(WHAT THE TASK ASKS) Exactly as given, reproduce the records in full.

(SOURCE RECORDS)

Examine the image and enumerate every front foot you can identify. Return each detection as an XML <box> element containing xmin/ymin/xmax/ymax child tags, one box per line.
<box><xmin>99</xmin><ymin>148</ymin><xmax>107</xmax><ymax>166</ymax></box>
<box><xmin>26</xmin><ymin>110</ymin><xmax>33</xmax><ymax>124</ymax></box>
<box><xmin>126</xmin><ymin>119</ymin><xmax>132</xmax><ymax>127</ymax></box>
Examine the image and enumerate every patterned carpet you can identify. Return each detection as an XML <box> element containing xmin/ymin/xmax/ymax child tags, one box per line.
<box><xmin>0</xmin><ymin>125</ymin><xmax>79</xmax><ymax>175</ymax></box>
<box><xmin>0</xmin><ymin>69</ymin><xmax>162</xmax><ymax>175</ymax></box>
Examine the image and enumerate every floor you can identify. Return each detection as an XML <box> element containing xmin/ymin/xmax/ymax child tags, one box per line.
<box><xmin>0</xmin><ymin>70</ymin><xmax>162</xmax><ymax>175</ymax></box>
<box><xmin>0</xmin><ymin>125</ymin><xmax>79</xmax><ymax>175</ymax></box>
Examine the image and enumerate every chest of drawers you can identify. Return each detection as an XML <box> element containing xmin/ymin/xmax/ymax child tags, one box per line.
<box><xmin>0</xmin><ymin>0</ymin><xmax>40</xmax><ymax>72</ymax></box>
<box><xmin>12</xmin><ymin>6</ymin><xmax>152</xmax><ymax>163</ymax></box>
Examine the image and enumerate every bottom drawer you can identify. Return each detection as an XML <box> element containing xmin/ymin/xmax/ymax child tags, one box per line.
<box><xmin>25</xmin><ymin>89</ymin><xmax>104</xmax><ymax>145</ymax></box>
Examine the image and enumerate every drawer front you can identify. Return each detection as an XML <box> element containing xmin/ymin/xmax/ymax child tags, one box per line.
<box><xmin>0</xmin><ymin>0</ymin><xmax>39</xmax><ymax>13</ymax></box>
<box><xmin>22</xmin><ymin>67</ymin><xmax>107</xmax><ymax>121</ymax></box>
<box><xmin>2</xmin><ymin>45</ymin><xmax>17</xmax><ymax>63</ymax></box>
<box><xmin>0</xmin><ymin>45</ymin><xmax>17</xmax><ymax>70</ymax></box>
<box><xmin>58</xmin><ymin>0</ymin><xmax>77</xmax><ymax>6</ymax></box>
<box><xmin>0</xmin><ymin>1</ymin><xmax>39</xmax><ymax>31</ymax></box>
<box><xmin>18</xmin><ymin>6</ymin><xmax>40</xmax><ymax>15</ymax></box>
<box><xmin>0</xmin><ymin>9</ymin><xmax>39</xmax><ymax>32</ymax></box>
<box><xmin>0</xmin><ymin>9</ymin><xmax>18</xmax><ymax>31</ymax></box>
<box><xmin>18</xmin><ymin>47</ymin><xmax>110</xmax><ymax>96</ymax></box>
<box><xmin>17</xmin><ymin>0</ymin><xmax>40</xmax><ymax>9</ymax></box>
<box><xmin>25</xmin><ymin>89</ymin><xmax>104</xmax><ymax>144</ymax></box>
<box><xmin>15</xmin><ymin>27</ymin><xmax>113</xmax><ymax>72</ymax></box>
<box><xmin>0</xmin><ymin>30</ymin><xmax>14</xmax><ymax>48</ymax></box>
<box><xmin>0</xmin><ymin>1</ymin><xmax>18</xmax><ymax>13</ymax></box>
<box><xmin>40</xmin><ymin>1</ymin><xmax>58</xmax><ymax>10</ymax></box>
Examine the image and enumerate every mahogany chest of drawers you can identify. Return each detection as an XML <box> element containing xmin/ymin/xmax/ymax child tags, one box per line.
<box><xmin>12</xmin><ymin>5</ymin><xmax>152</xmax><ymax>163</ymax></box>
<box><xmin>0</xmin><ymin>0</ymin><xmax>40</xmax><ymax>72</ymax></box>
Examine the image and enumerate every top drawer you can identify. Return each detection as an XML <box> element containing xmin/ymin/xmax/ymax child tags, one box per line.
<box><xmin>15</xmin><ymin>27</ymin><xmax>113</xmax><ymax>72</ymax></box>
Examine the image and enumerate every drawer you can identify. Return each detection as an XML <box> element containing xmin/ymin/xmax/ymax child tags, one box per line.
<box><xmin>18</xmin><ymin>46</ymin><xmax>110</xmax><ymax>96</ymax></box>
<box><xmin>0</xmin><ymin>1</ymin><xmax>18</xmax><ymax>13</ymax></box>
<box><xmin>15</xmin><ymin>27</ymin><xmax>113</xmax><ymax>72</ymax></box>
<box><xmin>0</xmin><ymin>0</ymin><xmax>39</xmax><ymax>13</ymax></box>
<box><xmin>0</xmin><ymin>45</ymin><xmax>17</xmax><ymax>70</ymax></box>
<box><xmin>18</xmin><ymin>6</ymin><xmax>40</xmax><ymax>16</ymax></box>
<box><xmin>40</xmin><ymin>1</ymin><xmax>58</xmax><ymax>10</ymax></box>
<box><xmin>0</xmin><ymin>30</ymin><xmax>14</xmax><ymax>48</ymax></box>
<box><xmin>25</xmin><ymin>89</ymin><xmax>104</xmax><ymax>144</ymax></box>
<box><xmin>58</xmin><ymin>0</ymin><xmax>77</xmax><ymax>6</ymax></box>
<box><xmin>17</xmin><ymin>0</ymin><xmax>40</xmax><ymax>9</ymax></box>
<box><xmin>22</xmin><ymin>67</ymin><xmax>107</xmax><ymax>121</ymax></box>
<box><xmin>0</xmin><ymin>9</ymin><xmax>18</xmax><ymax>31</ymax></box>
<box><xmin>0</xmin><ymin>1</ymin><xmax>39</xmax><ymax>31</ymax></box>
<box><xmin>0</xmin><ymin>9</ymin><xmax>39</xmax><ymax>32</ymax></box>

(ANSWER TO THIS EXERCISE)
Examine the image and enumerate every front foot you can identify. Return each detection as an XML <box> element containing xmin/ymin/xmax/ymax child tags, one box per line.
<box><xmin>99</xmin><ymin>148</ymin><xmax>107</xmax><ymax>166</ymax></box>
<box><xmin>26</xmin><ymin>110</ymin><xmax>33</xmax><ymax>124</ymax></box>
<box><xmin>126</xmin><ymin>119</ymin><xmax>132</xmax><ymax>127</ymax></box>
Examine the image and enumerate every patterned carpet you can identify. Return each detection as an XML <box> element containing xmin/ymin/xmax/ymax child tags, one box per line.
<box><xmin>0</xmin><ymin>125</ymin><xmax>79</xmax><ymax>175</ymax></box>
<box><xmin>0</xmin><ymin>69</ymin><xmax>162</xmax><ymax>175</ymax></box>
Examine the image and enumerate every floor you can identify. Return each detection as an XML <box> element containing xmin/ymin/xmax/ymax child tags, one box per line.
<box><xmin>0</xmin><ymin>70</ymin><xmax>162</xmax><ymax>175</ymax></box>
<box><xmin>0</xmin><ymin>125</ymin><xmax>79</xmax><ymax>175</ymax></box>
Examine the image and enumerate every chest of drawers you can identify. Return each detection as an XML <box> element containing xmin/ymin/xmax/ymax child tags, one box per line.
<box><xmin>0</xmin><ymin>0</ymin><xmax>40</xmax><ymax>72</ymax></box>
<box><xmin>12</xmin><ymin>6</ymin><xmax>152</xmax><ymax>163</ymax></box>
Examine the image and enumerate every bottom drawer you can identify. Return each detection as an XML <box> element containing xmin/ymin/xmax/ymax child tags, one box per line.
<box><xmin>25</xmin><ymin>89</ymin><xmax>104</xmax><ymax>145</ymax></box>
Examine the image and enumerate every drawer front you can identify. Return each detection as an XML <box> element containing xmin/ymin/xmax/ymax child tags, one box per line.
<box><xmin>0</xmin><ymin>0</ymin><xmax>39</xmax><ymax>13</ymax></box>
<box><xmin>22</xmin><ymin>67</ymin><xmax>107</xmax><ymax>121</ymax></box>
<box><xmin>2</xmin><ymin>45</ymin><xmax>17</xmax><ymax>63</ymax></box>
<box><xmin>0</xmin><ymin>45</ymin><xmax>17</xmax><ymax>70</ymax></box>
<box><xmin>58</xmin><ymin>0</ymin><xmax>77</xmax><ymax>6</ymax></box>
<box><xmin>0</xmin><ymin>1</ymin><xmax>39</xmax><ymax>31</ymax></box>
<box><xmin>18</xmin><ymin>6</ymin><xmax>40</xmax><ymax>15</ymax></box>
<box><xmin>0</xmin><ymin>9</ymin><xmax>39</xmax><ymax>32</ymax></box>
<box><xmin>0</xmin><ymin>9</ymin><xmax>18</xmax><ymax>31</ymax></box>
<box><xmin>18</xmin><ymin>47</ymin><xmax>110</xmax><ymax>96</ymax></box>
<box><xmin>17</xmin><ymin>0</ymin><xmax>40</xmax><ymax>9</ymax></box>
<box><xmin>25</xmin><ymin>89</ymin><xmax>104</xmax><ymax>144</ymax></box>
<box><xmin>15</xmin><ymin>27</ymin><xmax>113</xmax><ymax>72</ymax></box>
<box><xmin>0</xmin><ymin>30</ymin><xmax>14</xmax><ymax>48</ymax></box>
<box><xmin>0</xmin><ymin>1</ymin><xmax>18</xmax><ymax>13</ymax></box>
<box><xmin>40</xmin><ymin>1</ymin><xmax>58</xmax><ymax>10</ymax></box>
Examine the image and enumerate every mahogany chest of drawers you can identify. Return each detection as an XML <box> element containing xmin/ymin/xmax/ymax child tags, one box per line.
<box><xmin>12</xmin><ymin>5</ymin><xmax>152</xmax><ymax>163</ymax></box>
<box><xmin>0</xmin><ymin>0</ymin><xmax>40</xmax><ymax>72</ymax></box>
Examine the image and enumerate every top drawer you can identify. Return each detection as an XML <box> element containing xmin/ymin/xmax/ymax child tags, one box per line.
<box><xmin>15</xmin><ymin>27</ymin><xmax>113</xmax><ymax>72</ymax></box>
Examine the image and enumerate every drawer you can identify. Return each detection as an XML <box> element containing xmin/ymin/xmax/ymax child tags, one box per line.
<box><xmin>18</xmin><ymin>46</ymin><xmax>110</xmax><ymax>96</ymax></box>
<box><xmin>0</xmin><ymin>1</ymin><xmax>18</xmax><ymax>13</ymax></box>
<box><xmin>15</xmin><ymin>27</ymin><xmax>113</xmax><ymax>72</ymax></box>
<box><xmin>0</xmin><ymin>0</ymin><xmax>39</xmax><ymax>13</ymax></box>
<box><xmin>0</xmin><ymin>45</ymin><xmax>17</xmax><ymax>70</ymax></box>
<box><xmin>18</xmin><ymin>6</ymin><xmax>40</xmax><ymax>16</ymax></box>
<box><xmin>40</xmin><ymin>1</ymin><xmax>58</xmax><ymax>10</ymax></box>
<box><xmin>0</xmin><ymin>30</ymin><xmax>14</xmax><ymax>48</ymax></box>
<box><xmin>25</xmin><ymin>89</ymin><xmax>104</xmax><ymax>144</ymax></box>
<box><xmin>58</xmin><ymin>0</ymin><xmax>77</xmax><ymax>6</ymax></box>
<box><xmin>17</xmin><ymin>0</ymin><xmax>40</xmax><ymax>9</ymax></box>
<box><xmin>22</xmin><ymin>67</ymin><xmax>107</xmax><ymax>121</ymax></box>
<box><xmin>0</xmin><ymin>9</ymin><xmax>18</xmax><ymax>31</ymax></box>
<box><xmin>0</xmin><ymin>1</ymin><xmax>39</xmax><ymax>31</ymax></box>
<box><xmin>0</xmin><ymin>9</ymin><xmax>39</xmax><ymax>32</ymax></box>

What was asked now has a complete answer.